**BRIEF A:** Rewrite the paragraph of the text on voter views of the economy that begins "Mackenzie Kiser, 20, and Lawson Millwood, 21" as a short bulleted list that keeps its main facts.
**BRIEF B:** List every person the text on voter views of the economy mentions by name.

**TEXT SECTION:**

◆ ◆ ◆ ◆ ◆

Dour sentiment about the economy also isn’t limited to people who’ve been frustrated in their financial ambitions.


Mackenzie Kiser, 20, and Lawson Millwood, 21, students at the University of North Georgia, managed to buy a house this year. Millwood’s income as an information-technology systems administrator at the university was enough to qualify, and they worried that affordability would only worsen if they waited because of rising interest rates and prices. Still, the experience left a bitter taste.


“The housing market is absolutely insane,” said Kiser, who wasn’t old enough to vote in 2020 but leans progressive. “We paid the same for our one-story, one-bedroom cinder-block 1950s house as my mom paid for her three-story, four-bedroom house less than a decade ago.”


Generally, voters don’t think Republicans are fixing the economy, either. In a poll conducted this month by progressive-leaning Navigator Research, 70% of voters in battleground House districts, including a majority of Republicans, said they thought Republicans were more focused on issues other than the economy.


The health of the economy is still a major variable leading up to the election. A downturn could fray what the president cites as a signal accomplishment of Bidenomics: low unemployment. A study of the 2016 election found that higher localized unemployment made Black voters, an overwhelmingly Democratic constituency, less likely to vote at all.


“I think the likelihood that they would choose Trump is not the threat,” Doss said. “The threat is that they would choose the couch and stay home, and enough of them would stay home for an Electoral College win for Trump.”


But in the absence of a competitive Democratic primary, the campaigning — and television spots — have yet to commence in earnest. When they do, Doss has some ideas.


So far, Biden’s messaging has focused on macroeconomic indicators such as the unemployment rate and tackling inflation. “The truth is, that’s not the economy to most people,” Doss said. “The economy to most people is gas prices and food and whether or not they can afford to throw a birthday party for their kid.”

◆ ◆ ◆ ◆ ◆

**DATA SHOWN:**
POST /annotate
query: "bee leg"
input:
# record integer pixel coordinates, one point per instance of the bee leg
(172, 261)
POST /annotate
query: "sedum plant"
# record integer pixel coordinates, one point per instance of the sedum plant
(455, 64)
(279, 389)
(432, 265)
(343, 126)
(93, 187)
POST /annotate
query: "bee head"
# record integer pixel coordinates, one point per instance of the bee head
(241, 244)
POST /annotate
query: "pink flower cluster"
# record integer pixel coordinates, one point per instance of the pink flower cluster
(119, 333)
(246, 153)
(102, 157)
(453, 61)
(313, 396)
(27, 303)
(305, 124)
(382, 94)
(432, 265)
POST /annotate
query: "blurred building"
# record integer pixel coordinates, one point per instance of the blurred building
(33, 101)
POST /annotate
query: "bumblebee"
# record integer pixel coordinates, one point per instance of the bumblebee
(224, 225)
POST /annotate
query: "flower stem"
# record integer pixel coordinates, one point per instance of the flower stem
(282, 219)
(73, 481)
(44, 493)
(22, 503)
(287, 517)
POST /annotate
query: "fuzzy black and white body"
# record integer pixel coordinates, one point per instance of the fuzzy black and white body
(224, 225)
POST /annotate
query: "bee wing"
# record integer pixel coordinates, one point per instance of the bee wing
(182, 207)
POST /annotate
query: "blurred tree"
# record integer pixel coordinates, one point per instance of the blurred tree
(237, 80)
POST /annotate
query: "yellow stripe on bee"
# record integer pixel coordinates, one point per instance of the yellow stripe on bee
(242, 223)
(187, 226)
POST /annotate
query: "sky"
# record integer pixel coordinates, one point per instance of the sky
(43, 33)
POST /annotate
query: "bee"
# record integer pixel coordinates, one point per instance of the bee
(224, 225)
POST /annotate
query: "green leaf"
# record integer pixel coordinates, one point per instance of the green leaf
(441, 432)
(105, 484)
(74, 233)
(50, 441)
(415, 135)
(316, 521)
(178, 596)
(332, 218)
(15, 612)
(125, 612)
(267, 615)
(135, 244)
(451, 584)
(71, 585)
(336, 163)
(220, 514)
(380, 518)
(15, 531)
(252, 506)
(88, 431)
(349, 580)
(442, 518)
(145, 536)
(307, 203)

◆ ◆ ◆ ◆ ◆

**ANSWER A:**
- Mackenzie Kiser (20) and Lawson Millwood (21), students at the University of North Georgia, bought a house this year.
- Millwood's income as an information-technology systems administrator at the university was enough to qualify.
- They worried that rising interest rates and prices would make buying less affordable if they waited.
- The experience still left a bitter taste.

**ANSWER B:**
- Mackenzie Kiser
- Lawson Millwood
- Doss
- Biden
- Trump